» **INFORMATION GIVEN**:
◇ ◇ ◇ ◇
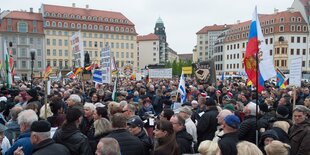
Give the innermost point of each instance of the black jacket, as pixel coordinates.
(228, 143)
(184, 141)
(247, 130)
(146, 140)
(130, 145)
(207, 125)
(49, 147)
(73, 139)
◇ ◇ ◇ ◇
» **AIM OF THE EXERCISE**: Rewrite the data above as a numbered list with one line per item, skipping blank lines and leaving the pictures out.

» **EXPECTED ANSWER**:
1. Give the innermost point of each instance of the black jacket, as pixel coordinates.
2. (228, 143)
3. (184, 141)
4. (247, 130)
5. (146, 140)
6. (130, 145)
7. (207, 125)
8. (49, 147)
9. (73, 139)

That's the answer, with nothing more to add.